What the task requires
All lines from the one with "Write each marker" to the end of the listing below are to be transcribed exactly; both end lines are included, and no other lines are.

Input for this task
|---|

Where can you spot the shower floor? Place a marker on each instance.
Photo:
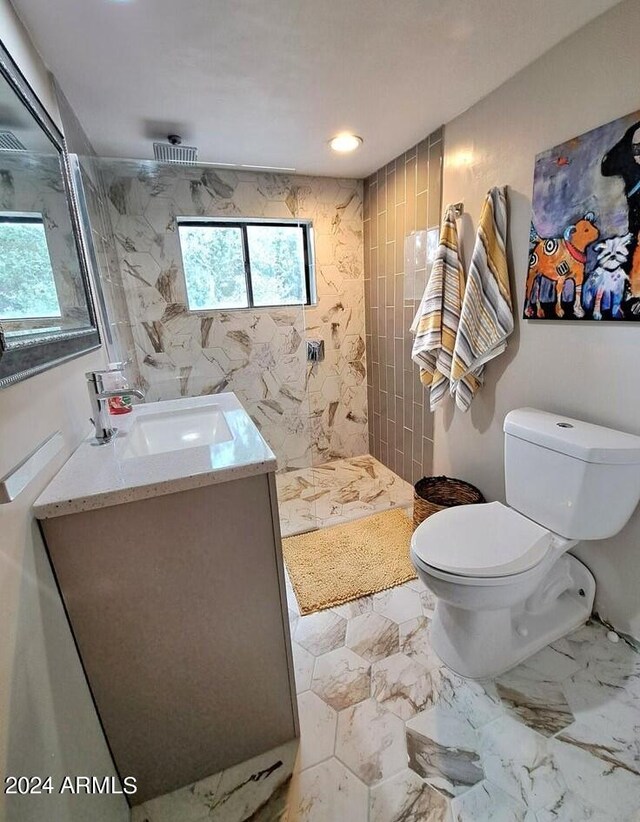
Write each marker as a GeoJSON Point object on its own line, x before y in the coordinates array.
{"type": "Point", "coordinates": [337, 492]}
{"type": "Point", "coordinates": [390, 734]}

|---|

Answer to this exercise
Write each marker as a GeoJSON Point object on its own line, x before y in the coordinates array.
{"type": "Point", "coordinates": [337, 492]}
{"type": "Point", "coordinates": [390, 734]}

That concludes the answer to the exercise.